EXERCISE DETAILS - Retype each record below word for word. Leave the pictures out.

RECORDS TO USE -
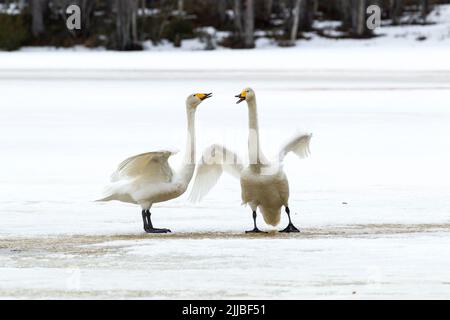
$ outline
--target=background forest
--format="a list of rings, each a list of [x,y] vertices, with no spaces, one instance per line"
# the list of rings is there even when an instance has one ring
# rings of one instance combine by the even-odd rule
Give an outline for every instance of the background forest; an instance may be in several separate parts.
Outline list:
[[[382,8],[383,25],[427,24],[433,6],[450,0],[0,0],[0,49],[22,46],[141,50],[143,43],[204,49],[253,48],[255,39],[293,46],[305,31],[327,38],[370,38],[366,8]],[[66,28],[66,8],[81,8],[81,30]],[[330,22],[324,24],[320,22]],[[331,26],[331,28],[330,28]]]

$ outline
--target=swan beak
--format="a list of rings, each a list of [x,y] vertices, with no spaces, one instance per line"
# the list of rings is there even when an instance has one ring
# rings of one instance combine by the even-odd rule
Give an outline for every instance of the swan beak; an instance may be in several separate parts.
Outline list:
[[[246,96],[245,91],[243,91],[240,94],[236,95],[235,97],[239,98],[239,100],[236,102],[236,104],[239,104],[242,101],[244,101],[245,100],[245,96]]]
[[[197,96],[197,98],[199,98],[200,100],[203,101],[205,99],[211,98],[212,93],[197,93],[196,96]]]

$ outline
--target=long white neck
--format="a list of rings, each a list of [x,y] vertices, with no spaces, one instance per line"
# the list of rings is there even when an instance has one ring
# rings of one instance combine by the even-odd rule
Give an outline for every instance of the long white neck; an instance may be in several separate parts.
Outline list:
[[[261,151],[259,141],[258,111],[256,109],[256,98],[247,100],[248,104],[248,156],[250,165],[260,165],[265,158]]]
[[[186,106],[187,138],[183,165],[178,174],[178,182],[182,184],[183,192],[187,189],[195,170],[195,108]]]

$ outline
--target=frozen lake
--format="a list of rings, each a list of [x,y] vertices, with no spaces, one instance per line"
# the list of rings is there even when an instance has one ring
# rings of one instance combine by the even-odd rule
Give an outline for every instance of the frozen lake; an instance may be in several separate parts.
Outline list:
[[[232,60],[3,66],[1,298],[450,298],[450,68]],[[188,190],[155,205],[167,235],[145,234],[133,205],[93,202],[130,155],[178,148],[176,166],[193,92],[214,93],[197,111],[198,153],[219,142],[244,155],[245,86],[268,155],[296,130],[314,134],[310,158],[285,162],[300,234],[245,235],[251,212],[228,176],[200,204]]]

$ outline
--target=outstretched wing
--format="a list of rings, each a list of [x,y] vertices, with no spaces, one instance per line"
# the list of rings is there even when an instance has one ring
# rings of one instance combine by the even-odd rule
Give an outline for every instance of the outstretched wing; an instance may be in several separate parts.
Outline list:
[[[198,202],[203,199],[219,181],[223,171],[239,178],[242,168],[241,159],[227,148],[220,145],[206,148],[197,166],[189,200]]]
[[[278,160],[283,162],[284,157],[289,153],[295,153],[299,158],[306,158],[310,154],[309,142],[311,133],[298,133],[291,138],[278,153]]]
[[[173,171],[168,159],[173,151],[162,150],[138,154],[122,161],[111,176],[111,182],[143,178],[151,182],[170,182]]]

RESULT -
$ outline
--target=background forest
--format="a list of rings, each a list of [x,y] vertices, with no spaces, one instance per line"
# the list of rings is there even when an instance has one ring
# rings of one instance combine by the even-odd rule
Give an outline for every instance of the background forest; an instance may be in several separate parts.
Outline list:
[[[382,8],[383,25],[427,24],[433,6],[450,0],[0,0],[0,49],[22,46],[141,50],[143,43],[204,49],[253,48],[255,39],[293,46],[305,31],[327,38],[370,38],[366,8]],[[66,28],[66,8],[81,8],[81,30]],[[330,22],[324,24],[320,22]],[[331,26],[331,28],[330,28]]]

$ outline
--target=swan beak
--format="a list of rings, each a list of [x,y] vertices, with no spaces, one instance per line"
# the list of rings is there even when an instance has one ring
# rings of one instance combine by the even-odd rule
Give an outline for every instance of the swan beak; an instance may be in several separate parts.
Outline list:
[[[246,96],[245,91],[243,91],[240,94],[236,95],[235,97],[239,98],[239,100],[236,102],[236,104],[239,104],[242,101],[244,101],[245,100],[245,96]]]
[[[197,96],[197,98],[199,98],[200,100],[203,101],[205,99],[211,98],[212,93],[197,93],[196,96]]]

$ outline
--target=long white neck
--format="a list of rings, each a list of [x,y] vertices, with no spaces, one instance per line"
# the list of rings is there even when an instance has one ring
# rings of one instance combine by the even-odd rule
Give an outline for every instance of the long white neck; an instance may be in several separate parts.
Outline list:
[[[261,151],[259,141],[258,111],[256,109],[256,98],[247,100],[248,104],[248,156],[250,165],[260,165],[265,158]]]
[[[186,106],[187,138],[183,165],[178,174],[178,182],[182,184],[183,192],[187,189],[195,170],[195,108]]]

$ outline
--target=frozen lake
--format="a list of rings, each a list of [x,y] vertices, with no spaces, one instance per line"
# the list of rings is there even when an instance has one ring
# rings of one instance combine by the even-odd rule
Give an outline for every instance of the frozen lake; an instance may be in several separate parts.
Outline list:
[[[232,60],[3,66],[1,298],[450,298],[450,68]],[[188,190],[155,205],[167,235],[145,234],[133,205],[93,202],[130,155],[178,148],[176,166],[193,92],[214,93],[197,111],[198,153],[219,142],[244,155],[245,86],[268,155],[296,130],[314,134],[310,158],[285,162],[300,234],[245,235],[251,212],[228,176],[200,204]]]

$ outline
--target=outstretched wing
--format="a list of rings, each a list of [x,y] vertices, with no spaces, one instance per line"
# the list of rings is there even when an instance has one ring
# rings of one instance combine by the even-odd rule
Give an outline for every instance of the outstretched wing; an instance may be in several separate parts.
Outline list:
[[[198,202],[203,199],[219,181],[223,171],[239,178],[242,168],[241,159],[227,148],[220,145],[206,148],[197,166],[189,200]]]
[[[278,160],[283,162],[284,157],[289,153],[295,153],[299,158],[306,158],[310,154],[309,142],[311,133],[298,133],[291,138],[278,153]]]
[[[173,171],[168,159],[173,151],[162,150],[138,154],[122,161],[111,176],[111,182],[143,178],[151,182],[170,182]]]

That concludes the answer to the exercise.